**Kutipan Bacaan:**
_ _ _ _ _
Pokok paham ini adalah memperjuangkan laissez
faire (persaingan bebas dalam percaturan ekonomi), demi kepentingan hak-hak
individualis. Jadi, paham neoliberalisme adalah bentuk baru liberalisme yang
dikembangkan dari buah pikir ekonom Inggris Adam Smith dalam karyanya berjudul The Wealth of Nations (1776). Intinya pahamnya
adalah menghapus intervensi pemerintah dalam bidang perekonomian. Melanggengkan
persaingan bebas di bidang perekonomian. Secara umum, penganut paham
neoliberalisme berkeyakinan bahwa kehidupan manusia akan lebih baik jika
dilakukan beberap hal, yaitu: biarkan pasar bekerja, kurangi pemborosan dengan
memangkas pengeluaran negara yang tidak produktif semacam subsidi, deregulasi
di bidang ekonomi, privatisasi sektor-sektor publik, dan kembangkan paham individualis.
Perkembangan
paham neoliberalisme adalah buah dari propaganda perusahaan transnasional atau Trans National Corporation (TNCs).
TNCs memperalat lembaga internasional, berupa IMF (International
Monetary Fund) yang dibentuk pada Desember 1945 dan Bank Dunia yang dibentuk pada Juli 1944. Dua lembaga ini digunakan untuk mengikat negara berkembang dengan memberikan utang, sehingga mau tak mau harus melaksanakan agenda neoliberalisme. Selain
itu, TNCs juga mengupayakan globalisasi terjadi di sektor perekonomian dengan membentuk kawasan kerja sama perekonomian, seperti Otorita Batam,
NAFTA, AFTA, APEC, BIMPEAGA, dan SIJORI. Melalui instrumen kawasan tersebut,
TNCs akan lebih mudah menginvasi perekonomian sebuah negara melalui proses
ekspor-impor. Salah satu pencapaian besar agenda neoliberalisme adalah penandatanganan GATT (General Agreement on Tariff and Trade) pada tahun 1947. GATT inilah yang menjadi dasar pembentukan IMF, Word Bank, dan sebuah organisasi perdagangan dunia nantinya. Setelah melalui proses perundingan dan pembaruan atas GATT, akhirnya pada pertemuan tingkat menteri negara-negara peserta (Contracting Parties) GATT di Maroko, April 1994, disahkanlah Final Act yang memuat kesepakatan pembentukan Organisasi Perdagangan Dunia atau WTO (World Trade
Organisation). Organisasi itu resmi didirikan pada Januari 1995. Di bawah naungan WTO, GATT membuat program TNCs semakin kuat untuk memperluas dampak neoliberalisme. Pemerintah Indonesia sebagai salah satu pendiri WTO pun telah meratifikasi persetujuan pembentukan WTO melalui UU
No. 7/1994 tentang Pengesahan Agreement Establishing The World Trade Organization. Tidak sebatas itu, penyesuian regulasi
mengikuti pahan neoliberalisme juga dilakukan di bidang pertanian, kehutanan,
kekayaan intelektual, pendidikan, kesehatan, migas, air, dan lain-lain.
_ _ _ _ _
**Sasaran Tugas:**
a – Sebutkan semua kawasan kerja sama perekonomian yang dicantumkan dalam kutipan tentang neoliberalisme.
b – Ringkaslah kutipan tentang neoliberalisme dalam dua kalimat.
c – Tuliskan lanjutan kutipan tentang neoliberalisme, dimulai setelah kalimat terakhirnya.

**Catatan yang Disediakan:**
_ _ _ _ _
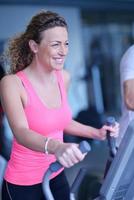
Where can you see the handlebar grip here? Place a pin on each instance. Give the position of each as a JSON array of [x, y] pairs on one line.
[[111, 140], [84, 148]]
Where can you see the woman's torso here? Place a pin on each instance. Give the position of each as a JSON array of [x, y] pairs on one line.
[[27, 167]]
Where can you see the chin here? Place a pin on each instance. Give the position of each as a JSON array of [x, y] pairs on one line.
[[58, 67]]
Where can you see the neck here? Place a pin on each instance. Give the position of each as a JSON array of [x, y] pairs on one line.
[[40, 73]]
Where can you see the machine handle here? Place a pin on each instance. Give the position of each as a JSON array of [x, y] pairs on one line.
[[84, 148], [111, 140]]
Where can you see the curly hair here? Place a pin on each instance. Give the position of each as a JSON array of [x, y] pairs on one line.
[[18, 53]]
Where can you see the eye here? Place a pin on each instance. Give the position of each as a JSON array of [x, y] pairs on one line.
[[55, 45]]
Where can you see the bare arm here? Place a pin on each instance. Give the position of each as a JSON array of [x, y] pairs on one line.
[[12, 97], [128, 88]]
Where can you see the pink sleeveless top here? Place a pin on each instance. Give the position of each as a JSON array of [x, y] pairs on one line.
[[27, 167]]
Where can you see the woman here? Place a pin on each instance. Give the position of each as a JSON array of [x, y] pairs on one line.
[[34, 99]]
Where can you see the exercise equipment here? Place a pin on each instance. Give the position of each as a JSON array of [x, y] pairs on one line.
[[54, 167], [119, 181]]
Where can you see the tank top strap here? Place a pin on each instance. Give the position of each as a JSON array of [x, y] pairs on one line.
[[61, 84], [24, 79]]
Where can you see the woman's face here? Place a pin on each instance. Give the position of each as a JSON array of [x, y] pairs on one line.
[[53, 48]]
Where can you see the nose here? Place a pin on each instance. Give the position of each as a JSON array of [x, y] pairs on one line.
[[63, 50]]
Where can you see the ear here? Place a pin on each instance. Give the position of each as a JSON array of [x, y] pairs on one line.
[[33, 46]]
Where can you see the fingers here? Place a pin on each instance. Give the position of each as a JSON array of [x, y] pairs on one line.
[[114, 130], [69, 155]]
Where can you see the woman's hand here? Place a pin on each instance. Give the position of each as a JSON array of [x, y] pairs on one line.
[[102, 132], [68, 154]]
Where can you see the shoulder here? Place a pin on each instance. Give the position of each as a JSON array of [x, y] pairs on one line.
[[66, 78], [9, 83], [8, 79]]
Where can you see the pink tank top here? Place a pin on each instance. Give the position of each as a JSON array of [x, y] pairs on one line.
[[27, 167]]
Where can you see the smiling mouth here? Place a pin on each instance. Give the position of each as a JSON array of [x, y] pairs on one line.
[[59, 60]]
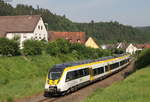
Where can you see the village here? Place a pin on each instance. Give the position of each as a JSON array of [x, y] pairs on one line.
[[33, 27], [74, 51]]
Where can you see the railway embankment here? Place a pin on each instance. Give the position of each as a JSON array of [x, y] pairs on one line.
[[135, 88], [85, 92], [22, 76]]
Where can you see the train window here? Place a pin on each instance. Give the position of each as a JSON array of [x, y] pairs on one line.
[[115, 65], [100, 70], [85, 72], [69, 76], [123, 62], [106, 68]]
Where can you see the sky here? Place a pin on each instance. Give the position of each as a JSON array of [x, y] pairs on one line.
[[128, 12]]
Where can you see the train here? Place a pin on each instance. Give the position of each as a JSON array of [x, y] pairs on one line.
[[69, 77]]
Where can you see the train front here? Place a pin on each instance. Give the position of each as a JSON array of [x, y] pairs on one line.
[[52, 81]]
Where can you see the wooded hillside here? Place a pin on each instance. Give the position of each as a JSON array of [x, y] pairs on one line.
[[103, 32]]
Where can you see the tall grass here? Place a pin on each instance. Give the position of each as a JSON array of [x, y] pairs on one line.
[[136, 88], [24, 76]]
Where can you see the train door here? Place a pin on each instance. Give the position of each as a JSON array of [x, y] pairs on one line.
[[91, 73]]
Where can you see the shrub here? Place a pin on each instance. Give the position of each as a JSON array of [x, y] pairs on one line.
[[32, 47], [52, 49], [9, 47], [60, 46], [143, 59]]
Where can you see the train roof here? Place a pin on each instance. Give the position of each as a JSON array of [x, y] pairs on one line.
[[64, 65]]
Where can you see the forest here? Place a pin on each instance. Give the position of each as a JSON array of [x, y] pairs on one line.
[[102, 32]]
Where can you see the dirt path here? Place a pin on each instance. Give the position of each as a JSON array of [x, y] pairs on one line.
[[81, 94]]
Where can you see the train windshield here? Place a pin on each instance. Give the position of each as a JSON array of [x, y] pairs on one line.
[[54, 75]]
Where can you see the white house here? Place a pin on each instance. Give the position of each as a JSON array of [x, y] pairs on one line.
[[25, 27], [132, 49]]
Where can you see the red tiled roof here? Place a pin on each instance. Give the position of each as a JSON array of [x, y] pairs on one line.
[[146, 45], [16, 24], [73, 37]]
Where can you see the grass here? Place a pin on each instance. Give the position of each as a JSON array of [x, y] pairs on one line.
[[136, 88], [24, 76]]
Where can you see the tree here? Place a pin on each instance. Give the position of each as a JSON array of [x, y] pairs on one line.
[[9, 47]]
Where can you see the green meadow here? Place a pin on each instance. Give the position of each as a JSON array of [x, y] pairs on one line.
[[25, 76], [136, 88]]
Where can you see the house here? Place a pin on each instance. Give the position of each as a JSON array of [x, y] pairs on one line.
[[73, 37], [25, 27], [146, 46], [132, 49], [91, 43]]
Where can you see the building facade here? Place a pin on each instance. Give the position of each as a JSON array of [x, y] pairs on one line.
[[25, 27], [73, 37]]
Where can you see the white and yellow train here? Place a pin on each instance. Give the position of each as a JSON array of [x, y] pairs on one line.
[[63, 78]]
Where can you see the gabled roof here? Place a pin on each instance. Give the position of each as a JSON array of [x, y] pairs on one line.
[[18, 24], [73, 37]]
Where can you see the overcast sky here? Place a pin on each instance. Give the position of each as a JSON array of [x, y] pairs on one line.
[[129, 12]]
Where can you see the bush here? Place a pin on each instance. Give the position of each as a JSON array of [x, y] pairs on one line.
[[9, 47], [143, 59], [32, 47]]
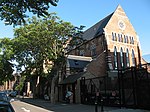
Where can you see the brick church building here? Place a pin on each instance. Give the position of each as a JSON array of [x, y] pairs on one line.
[[109, 45]]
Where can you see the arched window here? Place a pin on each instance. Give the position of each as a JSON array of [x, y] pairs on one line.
[[93, 49], [133, 58], [121, 58], [127, 58], [115, 58]]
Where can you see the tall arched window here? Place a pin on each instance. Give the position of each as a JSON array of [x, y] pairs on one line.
[[127, 58], [113, 36], [121, 58], [115, 58], [133, 58]]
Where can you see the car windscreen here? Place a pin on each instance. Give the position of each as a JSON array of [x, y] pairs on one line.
[[6, 108]]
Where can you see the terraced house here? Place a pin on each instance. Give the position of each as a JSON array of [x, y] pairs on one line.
[[109, 45]]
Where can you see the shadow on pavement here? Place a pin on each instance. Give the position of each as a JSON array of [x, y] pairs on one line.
[[63, 107]]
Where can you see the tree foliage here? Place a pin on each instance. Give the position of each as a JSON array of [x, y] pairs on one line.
[[6, 67], [15, 11], [40, 41]]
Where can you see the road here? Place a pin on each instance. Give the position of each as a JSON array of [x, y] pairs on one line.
[[20, 106]]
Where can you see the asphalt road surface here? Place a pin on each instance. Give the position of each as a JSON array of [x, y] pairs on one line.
[[20, 106]]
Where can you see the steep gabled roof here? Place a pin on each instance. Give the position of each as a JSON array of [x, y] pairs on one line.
[[96, 29]]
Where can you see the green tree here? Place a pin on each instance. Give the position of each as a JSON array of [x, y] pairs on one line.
[[40, 41], [14, 11], [6, 67]]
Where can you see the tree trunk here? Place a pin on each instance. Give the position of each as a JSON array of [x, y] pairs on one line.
[[53, 98]]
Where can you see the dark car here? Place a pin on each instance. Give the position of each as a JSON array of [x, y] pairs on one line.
[[6, 107]]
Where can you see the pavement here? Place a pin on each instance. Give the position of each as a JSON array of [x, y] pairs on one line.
[[64, 107]]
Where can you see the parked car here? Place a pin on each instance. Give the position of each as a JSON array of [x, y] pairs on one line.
[[6, 107]]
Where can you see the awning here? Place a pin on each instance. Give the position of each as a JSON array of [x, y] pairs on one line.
[[72, 78]]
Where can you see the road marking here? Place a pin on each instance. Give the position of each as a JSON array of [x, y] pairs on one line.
[[25, 109]]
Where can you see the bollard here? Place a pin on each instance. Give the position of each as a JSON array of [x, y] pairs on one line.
[[102, 107]]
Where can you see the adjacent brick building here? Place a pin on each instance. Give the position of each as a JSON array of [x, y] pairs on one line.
[[112, 43]]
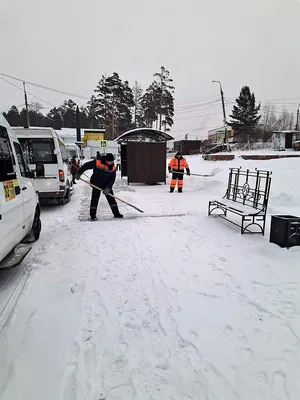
_ _ _ _ _
**Jawaban Tiap Tugas:**
a – Otorita Batam, NAFTA, AFTA, APEC, BIMPEAGA, dan SIJORI.

b – Neoliberalisme adalah bentuk baru liberalisme yang dikembangkan dari pemikiran Adam Smith, dengan inti menghapus intervensi pemerintah dan melanggengkan persaingan bebas di bidang perekonomian. Paham ini berkembang lewat propaganda TNCs yang memanfaatkan IMF, Bank Dunia, kawasan kerja sama perekonomian, serta GATT dan WTO, dan Indonesia telah meratifikasi persetujuan pembentukan WTO melalui UU No. 7/1994.

c –
Pertanyaannya,
apakah paham neoliberalisme akan mampu menjamin terpenuhinya kebutuhan
masyarakat serta menciptakan kesejahteraan sosial yang adil? Dalam buku ini, Penulis
menyuguhkan argumentasi bahwa persaingan bebas dalam bidang ekonomi akan
berdampak buruk. Propaganda bahwa persaingan bebas akan menjamin pangan murah,
pengan aman dikonsumsi, hak kaum perempuan terlindungi, kekayaan intelektual terlindungi,
konsumen bebas memilih di antara banyak pilihan: semuanya hanya mitos. Hal itu
karena masyarakat kecil tidak akan mempu bersaing dengan TNCs. Masyarakat hanya
dijadikan objek untuk kemajuan TNCs. Mereka akan tergilas roda persaingan
bebas.
Secara
umum, dalam buku karyanya, Penulis mampu memaparkan hasil kajian mendalam
tentang neoliberalisme dari apek sejarah, latar belakang, agenda-agenda
terselubung, tujuan, bahanyanya, hingga menawarkan rencana perlawanan secara struktural.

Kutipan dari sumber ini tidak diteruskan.